== Given entries ==
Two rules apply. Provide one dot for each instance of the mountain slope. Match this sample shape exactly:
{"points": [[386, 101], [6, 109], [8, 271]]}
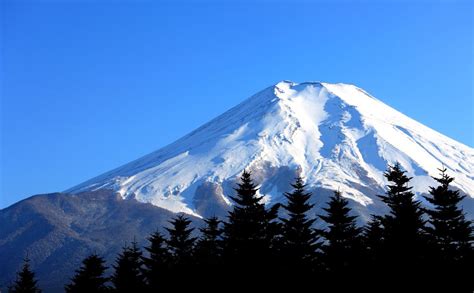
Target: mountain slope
{"points": [[335, 135], [58, 231]]}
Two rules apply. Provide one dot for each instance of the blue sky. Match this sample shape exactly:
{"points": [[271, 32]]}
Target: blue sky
{"points": [[88, 86]]}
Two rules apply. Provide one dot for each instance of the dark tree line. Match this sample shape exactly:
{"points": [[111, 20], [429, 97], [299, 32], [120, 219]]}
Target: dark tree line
{"points": [[410, 247]]}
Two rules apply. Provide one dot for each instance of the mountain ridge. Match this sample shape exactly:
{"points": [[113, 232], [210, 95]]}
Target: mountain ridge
{"points": [[325, 132]]}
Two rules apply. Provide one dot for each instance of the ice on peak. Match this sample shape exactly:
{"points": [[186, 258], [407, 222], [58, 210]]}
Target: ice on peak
{"points": [[336, 135]]}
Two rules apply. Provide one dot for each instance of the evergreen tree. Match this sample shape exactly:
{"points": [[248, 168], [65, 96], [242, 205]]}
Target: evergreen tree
{"points": [[25, 281], [248, 231], [90, 277], [342, 247], [156, 264], [300, 240], [404, 239], [450, 233], [128, 276], [209, 245], [373, 239], [449, 229], [181, 244]]}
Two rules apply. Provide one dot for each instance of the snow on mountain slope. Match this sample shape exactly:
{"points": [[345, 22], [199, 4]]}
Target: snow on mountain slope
{"points": [[336, 136]]}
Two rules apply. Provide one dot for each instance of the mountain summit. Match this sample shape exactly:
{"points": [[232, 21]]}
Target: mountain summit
{"points": [[337, 136]]}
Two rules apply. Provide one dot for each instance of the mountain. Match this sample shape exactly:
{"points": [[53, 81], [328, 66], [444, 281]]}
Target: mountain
{"points": [[59, 230], [337, 136]]}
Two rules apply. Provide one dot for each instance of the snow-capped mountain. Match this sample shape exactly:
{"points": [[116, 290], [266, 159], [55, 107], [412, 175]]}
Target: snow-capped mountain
{"points": [[336, 136]]}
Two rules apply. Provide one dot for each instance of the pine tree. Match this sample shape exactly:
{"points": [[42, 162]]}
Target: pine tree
{"points": [[90, 277], [157, 263], [450, 233], [343, 245], [181, 244], [128, 276], [404, 239], [25, 281], [300, 240], [209, 246], [449, 229], [373, 239], [247, 233]]}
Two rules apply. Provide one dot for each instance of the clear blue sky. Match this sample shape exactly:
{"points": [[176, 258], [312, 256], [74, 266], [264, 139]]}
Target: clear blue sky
{"points": [[87, 87]]}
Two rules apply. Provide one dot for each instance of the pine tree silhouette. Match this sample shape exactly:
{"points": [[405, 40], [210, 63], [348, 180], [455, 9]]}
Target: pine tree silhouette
{"points": [[343, 245], [25, 281], [451, 234], [90, 277], [373, 239], [209, 246], [404, 239], [157, 263], [128, 276], [181, 245], [300, 241], [249, 231]]}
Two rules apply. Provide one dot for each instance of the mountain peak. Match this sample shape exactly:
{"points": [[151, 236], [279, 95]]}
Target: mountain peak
{"points": [[335, 135]]}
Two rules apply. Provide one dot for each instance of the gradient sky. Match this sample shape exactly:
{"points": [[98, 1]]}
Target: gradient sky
{"points": [[86, 87]]}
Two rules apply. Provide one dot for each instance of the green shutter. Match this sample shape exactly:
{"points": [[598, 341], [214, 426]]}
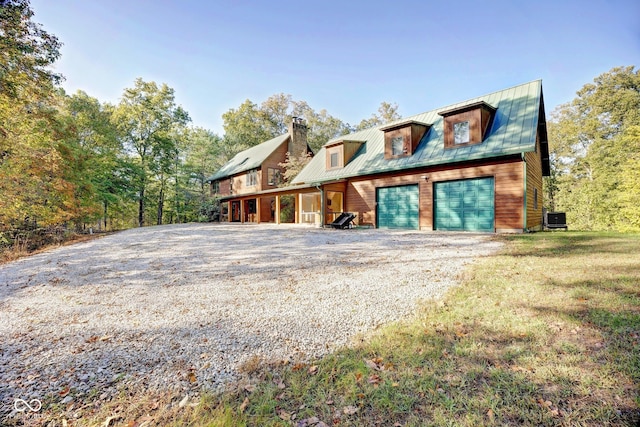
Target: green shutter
{"points": [[398, 207], [465, 205]]}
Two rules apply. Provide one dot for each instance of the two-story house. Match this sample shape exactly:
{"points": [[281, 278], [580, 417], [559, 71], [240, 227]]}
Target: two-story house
{"points": [[472, 166], [244, 182]]}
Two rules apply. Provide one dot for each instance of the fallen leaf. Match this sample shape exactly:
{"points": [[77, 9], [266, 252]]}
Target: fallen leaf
{"points": [[350, 410], [184, 401], [490, 414], [375, 379], [284, 415], [107, 422], [244, 405]]}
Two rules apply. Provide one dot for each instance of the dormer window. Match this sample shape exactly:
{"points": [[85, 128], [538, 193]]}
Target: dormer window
{"points": [[397, 146], [339, 153], [467, 124], [334, 162], [252, 178], [402, 139], [461, 132]]}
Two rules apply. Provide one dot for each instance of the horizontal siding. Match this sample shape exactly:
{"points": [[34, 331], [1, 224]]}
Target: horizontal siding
{"points": [[534, 184], [509, 194], [273, 161]]}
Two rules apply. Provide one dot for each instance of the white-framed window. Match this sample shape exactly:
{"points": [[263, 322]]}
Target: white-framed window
{"points": [[397, 146], [252, 178], [461, 132], [333, 160], [273, 176]]}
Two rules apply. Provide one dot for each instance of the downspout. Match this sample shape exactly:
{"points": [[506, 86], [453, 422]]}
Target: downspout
{"points": [[322, 202], [524, 161]]}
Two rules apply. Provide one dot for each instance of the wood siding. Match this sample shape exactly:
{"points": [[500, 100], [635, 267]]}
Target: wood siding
{"points": [[278, 156], [534, 187], [509, 192]]}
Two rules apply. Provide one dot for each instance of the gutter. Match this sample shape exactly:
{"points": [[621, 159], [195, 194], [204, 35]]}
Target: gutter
{"points": [[322, 202], [524, 161]]}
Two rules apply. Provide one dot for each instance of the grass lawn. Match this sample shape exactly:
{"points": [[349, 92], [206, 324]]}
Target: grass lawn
{"points": [[545, 333]]}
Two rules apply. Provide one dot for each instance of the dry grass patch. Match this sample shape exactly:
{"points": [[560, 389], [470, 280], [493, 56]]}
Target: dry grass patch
{"points": [[545, 333]]}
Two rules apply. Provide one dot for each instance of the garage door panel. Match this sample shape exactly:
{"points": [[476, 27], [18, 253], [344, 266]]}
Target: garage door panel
{"points": [[464, 205], [398, 207]]}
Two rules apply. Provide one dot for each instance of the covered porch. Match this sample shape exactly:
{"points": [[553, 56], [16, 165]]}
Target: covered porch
{"points": [[312, 205]]}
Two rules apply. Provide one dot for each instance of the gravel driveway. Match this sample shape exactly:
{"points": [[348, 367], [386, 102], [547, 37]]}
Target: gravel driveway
{"points": [[181, 307]]}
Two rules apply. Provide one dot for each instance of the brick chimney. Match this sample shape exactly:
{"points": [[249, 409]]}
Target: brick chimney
{"points": [[298, 133]]}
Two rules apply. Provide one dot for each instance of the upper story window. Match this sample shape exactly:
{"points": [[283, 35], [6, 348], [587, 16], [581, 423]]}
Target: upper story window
{"points": [[252, 178], [397, 146], [402, 139], [273, 176], [334, 160], [467, 124], [461, 132], [339, 153]]}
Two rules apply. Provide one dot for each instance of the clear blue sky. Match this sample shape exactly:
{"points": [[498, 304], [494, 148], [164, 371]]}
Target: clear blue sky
{"points": [[342, 56]]}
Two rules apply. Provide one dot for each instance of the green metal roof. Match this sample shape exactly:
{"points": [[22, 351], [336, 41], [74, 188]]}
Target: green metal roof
{"points": [[249, 159], [513, 131]]}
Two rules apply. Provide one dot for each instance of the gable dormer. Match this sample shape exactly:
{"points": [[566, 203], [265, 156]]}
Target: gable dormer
{"points": [[402, 139], [467, 124], [339, 153]]}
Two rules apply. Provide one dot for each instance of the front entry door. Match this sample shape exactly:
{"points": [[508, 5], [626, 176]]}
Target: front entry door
{"points": [[235, 211]]}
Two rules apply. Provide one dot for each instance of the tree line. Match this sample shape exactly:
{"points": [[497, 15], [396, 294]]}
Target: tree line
{"points": [[71, 161], [595, 154]]}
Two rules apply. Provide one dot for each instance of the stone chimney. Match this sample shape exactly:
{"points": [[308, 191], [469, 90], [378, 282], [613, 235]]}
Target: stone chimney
{"points": [[298, 140]]}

== Short exercise ==
From the line containing "of the front" through the closing line of the material above, return every line exactly and omit all others.

== Result for this exercise ==
Two rules apply. Provide one dot for each instance of the front entry door. Match this sample shape exactly:
{"points": [[508, 5], [626, 176]]}
Target: front entry door
{"points": [[235, 211]]}
Two rules apply. Provide one dot for each instance of the tree line. Match this sample shape exactly:
{"points": [[497, 15], [396, 294]]}
Target: tree line
{"points": [[71, 161], [595, 154]]}
Two rules apply. Provide one dot for each instance of the stone chimney. Match this sample shape exactly:
{"points": [[308, 191], [469, 90], [378, 282], [613, 235]]}
Target: stone chimney
{"points": [[298, 140]]}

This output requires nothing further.